__DIRECTION__
Reproduce the data below verbatim from the line containing "Practice. Locate the woman with sunglasses" through its final line, and produce nothing more.

-- start --

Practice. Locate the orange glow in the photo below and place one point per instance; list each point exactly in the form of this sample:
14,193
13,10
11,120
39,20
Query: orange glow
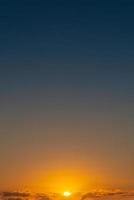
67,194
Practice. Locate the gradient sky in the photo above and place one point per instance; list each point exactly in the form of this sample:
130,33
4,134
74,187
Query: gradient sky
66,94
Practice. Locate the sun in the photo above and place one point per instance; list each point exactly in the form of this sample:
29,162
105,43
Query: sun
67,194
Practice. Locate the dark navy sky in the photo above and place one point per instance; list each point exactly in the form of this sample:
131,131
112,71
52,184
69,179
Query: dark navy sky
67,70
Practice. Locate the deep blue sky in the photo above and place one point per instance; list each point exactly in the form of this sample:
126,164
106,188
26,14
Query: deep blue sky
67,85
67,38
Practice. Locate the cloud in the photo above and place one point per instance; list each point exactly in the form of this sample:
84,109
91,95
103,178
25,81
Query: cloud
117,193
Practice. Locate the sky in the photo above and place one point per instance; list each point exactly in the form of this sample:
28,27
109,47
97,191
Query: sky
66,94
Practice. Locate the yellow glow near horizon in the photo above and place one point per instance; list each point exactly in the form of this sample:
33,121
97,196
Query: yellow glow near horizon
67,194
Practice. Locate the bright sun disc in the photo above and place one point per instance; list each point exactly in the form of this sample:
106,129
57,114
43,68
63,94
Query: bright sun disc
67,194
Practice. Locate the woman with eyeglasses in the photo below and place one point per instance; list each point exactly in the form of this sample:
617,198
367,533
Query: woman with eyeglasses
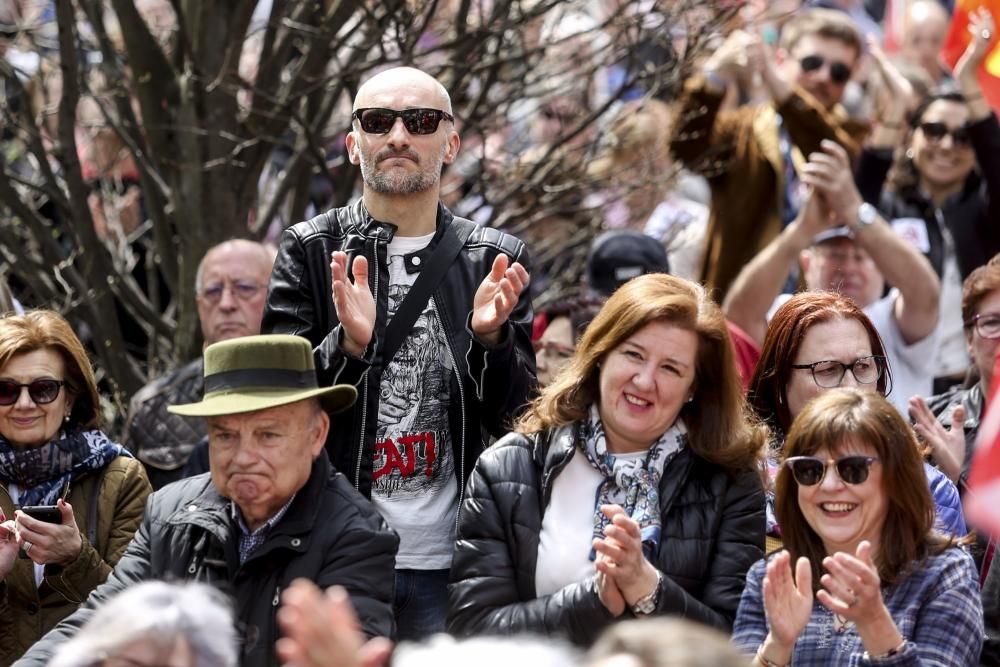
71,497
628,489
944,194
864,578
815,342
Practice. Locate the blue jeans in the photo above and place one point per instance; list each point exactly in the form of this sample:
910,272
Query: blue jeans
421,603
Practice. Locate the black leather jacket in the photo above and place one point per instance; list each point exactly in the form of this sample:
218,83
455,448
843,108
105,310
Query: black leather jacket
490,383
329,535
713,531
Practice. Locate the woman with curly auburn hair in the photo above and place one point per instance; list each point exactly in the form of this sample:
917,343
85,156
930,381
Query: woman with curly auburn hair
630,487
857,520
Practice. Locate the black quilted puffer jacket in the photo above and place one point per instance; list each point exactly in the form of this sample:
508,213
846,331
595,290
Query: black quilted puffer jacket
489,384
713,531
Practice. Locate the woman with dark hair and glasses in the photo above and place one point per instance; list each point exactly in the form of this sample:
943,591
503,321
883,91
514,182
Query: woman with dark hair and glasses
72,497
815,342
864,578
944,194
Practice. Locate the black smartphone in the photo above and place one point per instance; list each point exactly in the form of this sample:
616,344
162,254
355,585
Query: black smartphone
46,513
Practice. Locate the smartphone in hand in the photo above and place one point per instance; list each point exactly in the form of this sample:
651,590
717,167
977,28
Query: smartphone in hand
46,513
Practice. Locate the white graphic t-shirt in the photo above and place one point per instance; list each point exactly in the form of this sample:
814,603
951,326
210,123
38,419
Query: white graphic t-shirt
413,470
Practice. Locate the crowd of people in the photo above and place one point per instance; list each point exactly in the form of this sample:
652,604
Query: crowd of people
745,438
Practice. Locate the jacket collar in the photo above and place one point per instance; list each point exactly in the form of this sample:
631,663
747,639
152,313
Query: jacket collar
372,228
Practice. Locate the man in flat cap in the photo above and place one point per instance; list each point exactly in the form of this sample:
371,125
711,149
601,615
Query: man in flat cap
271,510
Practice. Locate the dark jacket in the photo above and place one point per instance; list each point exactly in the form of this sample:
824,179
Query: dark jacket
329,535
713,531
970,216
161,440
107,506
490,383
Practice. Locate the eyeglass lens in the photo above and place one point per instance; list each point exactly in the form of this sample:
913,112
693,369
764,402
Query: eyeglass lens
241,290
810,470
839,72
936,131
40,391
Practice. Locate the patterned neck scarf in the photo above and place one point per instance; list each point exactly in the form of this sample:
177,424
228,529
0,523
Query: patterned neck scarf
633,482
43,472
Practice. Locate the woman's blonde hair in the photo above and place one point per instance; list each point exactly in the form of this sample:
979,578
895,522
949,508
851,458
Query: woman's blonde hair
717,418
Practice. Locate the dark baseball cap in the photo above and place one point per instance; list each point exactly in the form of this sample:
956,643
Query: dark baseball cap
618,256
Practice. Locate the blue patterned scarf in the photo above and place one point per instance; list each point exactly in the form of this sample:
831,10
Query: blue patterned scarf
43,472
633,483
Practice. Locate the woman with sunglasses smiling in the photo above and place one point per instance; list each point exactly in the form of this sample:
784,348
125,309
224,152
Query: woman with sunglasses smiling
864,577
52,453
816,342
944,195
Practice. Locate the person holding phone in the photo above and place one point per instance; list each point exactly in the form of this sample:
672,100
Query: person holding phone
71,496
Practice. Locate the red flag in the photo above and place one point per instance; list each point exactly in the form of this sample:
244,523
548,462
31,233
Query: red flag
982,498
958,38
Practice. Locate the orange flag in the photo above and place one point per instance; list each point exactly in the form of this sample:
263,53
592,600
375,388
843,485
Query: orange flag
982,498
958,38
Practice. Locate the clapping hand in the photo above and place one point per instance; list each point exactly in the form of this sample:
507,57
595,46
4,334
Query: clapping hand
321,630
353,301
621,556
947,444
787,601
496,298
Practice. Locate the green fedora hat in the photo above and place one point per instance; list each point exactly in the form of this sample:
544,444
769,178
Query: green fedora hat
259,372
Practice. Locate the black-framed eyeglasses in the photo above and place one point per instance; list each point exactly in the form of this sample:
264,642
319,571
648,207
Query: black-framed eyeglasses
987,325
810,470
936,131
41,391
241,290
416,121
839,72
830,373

-- end --

__OUTPUT FOR THIS EXERCISE__
Practice. Locate the woman with sunglasses smiling in the photo above and place one point per instance; list each point exactly in the form of this sample:
784,348
125,309
224,152
Query: woman with sunglasses smiling
864,577
52,453
816,342
944,195
Practice. Locate the person holding phone in the photo above and place one point per instance; list each point exactly in the form of this sample:
672,100
Query: person holding phone
71,496
Practice. Locate the red flag in the photo above and place one point per instance; list each point exactly in the form of this sample:
244,523
548,462
31,233
Query: red flag
982,498
958,38
Practice. Locate the orange flag in the photo above and place one point per instance; list each point exactly in the form of this sample:
263,53
592,600
375,388
843,485
Query: orange flag
982,498
958,38
Practice. Locate the clapping hand in the photo above and place one point per instance; list each point exactly in the form of this sample:
507,57
595,46
4,334
Query: clapping hand
321,630
353,301
621,556
947,444
787,601
496,298
Practice. Locate the green fedora hat in the photo above and place one point per instance; list each point exactly in the form of this sample:
544,444
769,178
Query: green fedora hat
259,372
Practice. Locate the black-framed eyeglasses in the photo above and place one point per instance; list each point exactly in the form of this sample:
264,642
319,571
648,207
Query: black-framed eyeglasses
987,325
810,470
936,131
41,391
241,290
416,121
839,72
830,373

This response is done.